→ Exercise
Where a line holds the word "rear", copy that line from the data below.

Dataset entries
---+---

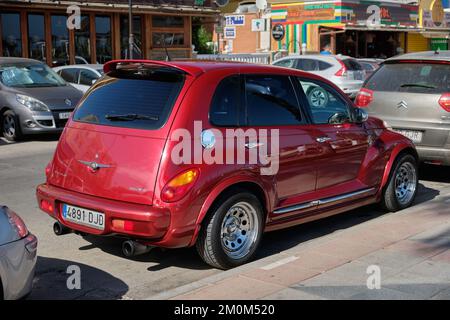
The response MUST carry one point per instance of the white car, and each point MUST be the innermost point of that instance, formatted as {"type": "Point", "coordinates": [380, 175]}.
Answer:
{"type": "Point", "coordinates": [81, 76]}
{"type": "Point", "coordinates": [343, 71]}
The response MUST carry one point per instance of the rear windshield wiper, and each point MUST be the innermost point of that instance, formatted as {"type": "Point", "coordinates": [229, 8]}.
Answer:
{"type": "Point", "coordinates": [417, 85]}
{"type": "Point", "coordinates": [130, 117]}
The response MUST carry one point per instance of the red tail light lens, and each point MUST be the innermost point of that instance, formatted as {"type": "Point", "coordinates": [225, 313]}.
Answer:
{"type": "Point", "coordinates": [364, 98]}
{"type": "Point", "coordinates": [342, 72]}
{"type": "Point", "coordinates": [179, 186]}
{"type": "Point", "coordinates": [17, 224]}
{"type": "Point", "coordinates": [444, 101]}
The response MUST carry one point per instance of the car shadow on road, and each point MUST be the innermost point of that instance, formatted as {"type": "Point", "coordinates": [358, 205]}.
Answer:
{"type": "Point", "coordinates": [159, 258]}
{"type": "Point", "coordinates": [40, 137]}
{"type": "Point", "coordinates": [52, 276]}
{"type": "Point", "coordinates": [273, 242]}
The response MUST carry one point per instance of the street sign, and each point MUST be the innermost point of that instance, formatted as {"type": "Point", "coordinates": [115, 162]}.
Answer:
{"type": "Point", "coordinates": [278, 32]}
{"type": "Point", "coordinates": [259, 25]}
{"type": "Point", "coordinates": [235, 20]}
{"type": "Point", "coordinates": [230, 32]}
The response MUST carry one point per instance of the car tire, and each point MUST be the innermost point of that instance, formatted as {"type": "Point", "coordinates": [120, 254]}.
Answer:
{"type": "Point", "coordinates": [10, 126]}
{"type": "Point", "coordinates": [232, 231]}
{"type": "Point", "coordinates": [402, 185]}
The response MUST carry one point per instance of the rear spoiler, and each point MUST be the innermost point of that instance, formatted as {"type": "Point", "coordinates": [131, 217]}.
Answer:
{"type": "Point", "coordinates": [187, 68]}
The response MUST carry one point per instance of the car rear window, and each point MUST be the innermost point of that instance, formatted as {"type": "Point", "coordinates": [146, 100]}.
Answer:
{"type": "Point", "coordinates": [352, 65]}
{"type": "Point", "coordinates": [411, 77]}
{"type": "Point", "coordinates": [132, 98]}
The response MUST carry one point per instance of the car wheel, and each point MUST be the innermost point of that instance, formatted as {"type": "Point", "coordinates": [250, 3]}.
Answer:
{"type": "Point", "coordinates": [10, 126]}
{"type": "Point", "coordinates": [402, 185]}
{"type": "Point", "coordinates": [231, 234]}
{"type": "Point", "coordinates": [318, 97]}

---+---

→ Completed exercise
The response MUST carry one point per instance of the rear windshield wiper, and each point MUST be the innermost point of that instance, formatted as {"type": "Point", "coordinates": [229, 8]}.
The response MUST carry one point per instance of the rear spoiler, and each point MUST be the innermost point of that instance, formatted as {"type": "Point", "coordinates": [131, 217]}.
The response MUST carry one point per instance of the car rear window, and each point MUST be the innermost point of that instance, formatted as {"type": "Point", "coordinates": [146, 100]}.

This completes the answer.